Task objective
Every line from the one that includes "[mark] green lawn" to the end of the entries should be written out exactly, with the first and last included.

*** Opening of Given entries ***

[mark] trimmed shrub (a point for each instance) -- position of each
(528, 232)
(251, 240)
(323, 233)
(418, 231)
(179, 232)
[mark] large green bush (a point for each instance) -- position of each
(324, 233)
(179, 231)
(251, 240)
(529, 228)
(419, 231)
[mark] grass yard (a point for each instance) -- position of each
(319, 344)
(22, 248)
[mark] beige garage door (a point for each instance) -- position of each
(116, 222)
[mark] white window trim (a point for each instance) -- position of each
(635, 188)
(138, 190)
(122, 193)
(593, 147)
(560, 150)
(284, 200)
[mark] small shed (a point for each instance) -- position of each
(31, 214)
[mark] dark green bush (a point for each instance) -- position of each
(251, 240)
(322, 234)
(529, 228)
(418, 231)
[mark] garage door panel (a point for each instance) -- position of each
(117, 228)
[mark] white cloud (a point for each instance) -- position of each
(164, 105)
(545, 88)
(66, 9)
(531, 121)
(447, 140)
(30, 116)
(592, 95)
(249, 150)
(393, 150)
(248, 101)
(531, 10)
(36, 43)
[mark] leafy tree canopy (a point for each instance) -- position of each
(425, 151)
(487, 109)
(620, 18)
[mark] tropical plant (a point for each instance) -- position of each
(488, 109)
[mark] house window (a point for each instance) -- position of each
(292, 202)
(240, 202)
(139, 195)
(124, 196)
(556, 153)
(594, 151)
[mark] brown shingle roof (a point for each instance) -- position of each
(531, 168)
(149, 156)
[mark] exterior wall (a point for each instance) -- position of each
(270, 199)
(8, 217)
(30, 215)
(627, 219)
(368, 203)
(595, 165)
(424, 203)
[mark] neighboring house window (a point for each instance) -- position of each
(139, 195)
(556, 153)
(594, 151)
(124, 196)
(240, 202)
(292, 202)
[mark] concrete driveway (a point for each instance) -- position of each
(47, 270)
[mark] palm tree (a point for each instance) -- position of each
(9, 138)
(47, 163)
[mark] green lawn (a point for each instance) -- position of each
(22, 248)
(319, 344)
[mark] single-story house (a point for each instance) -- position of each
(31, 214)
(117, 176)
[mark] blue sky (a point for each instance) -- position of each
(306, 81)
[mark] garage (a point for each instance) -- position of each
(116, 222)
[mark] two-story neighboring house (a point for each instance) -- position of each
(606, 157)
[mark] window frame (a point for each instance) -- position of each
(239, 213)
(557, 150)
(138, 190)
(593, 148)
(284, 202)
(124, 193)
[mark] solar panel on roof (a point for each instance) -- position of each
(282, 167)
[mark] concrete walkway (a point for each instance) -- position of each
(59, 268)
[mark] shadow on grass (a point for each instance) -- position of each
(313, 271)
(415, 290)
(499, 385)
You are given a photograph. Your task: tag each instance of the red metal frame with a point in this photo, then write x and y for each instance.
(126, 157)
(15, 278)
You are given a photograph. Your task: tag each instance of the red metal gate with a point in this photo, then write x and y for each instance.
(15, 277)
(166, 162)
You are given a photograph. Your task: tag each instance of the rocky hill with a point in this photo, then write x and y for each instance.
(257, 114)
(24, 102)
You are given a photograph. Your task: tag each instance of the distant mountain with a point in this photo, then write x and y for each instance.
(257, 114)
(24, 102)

*** Close of Given entries ***

Output of the exercise
[mark] green lawn (a point for each instance) -- position of each
(22, 248)
(319, 344)
[mark] single-story house (a point for each instance) -- position of each
(31, 214)
(117, 176)
[mark] blue sky (a point for each instance) -- position of each
(306, 81)
[mark] garage (a point for each instance) -- position of each
(116, 222)
[mark] two-story neighboring house (a point for each instance) -- position of each
(606, 157)
[mark] window frame (a point for each instance) -- position of each
(239, 213)
(557, 150)
(138, 190)
(593, 148)
(284, 202)
(124, 193)
[mark] solar panel on roof (a point for each instance) -- position of each
(282, 167)
[mark] concrete walkway (a point for each instance) -- position of each
(59, 268)
[mark] shadow on grass (a point for each instance) -- position of each
(313, 271)
(415, 290)
(499, 385)
You are given a photograph. Your task: tag each instance of the red metal frame with a point in this photo, then write x and y for each instance.
(126, 157)
(15, 278)
You are given a photograph. Your task: tag each instance of the red metal gate with a point in this photo, then write x and y for each instance.
(15, 277)
(166, 162)
You are given a photograph. Your task: tag each instance of the rocky hill with a point in this photo, then write x and y for each instance.
(257, 114)
(24, 102)
You are given a photograph. Your task: tag each instance of the distant mountain with a point in this photo, then write x and y for each instance.
(257, 114)
(24, 102)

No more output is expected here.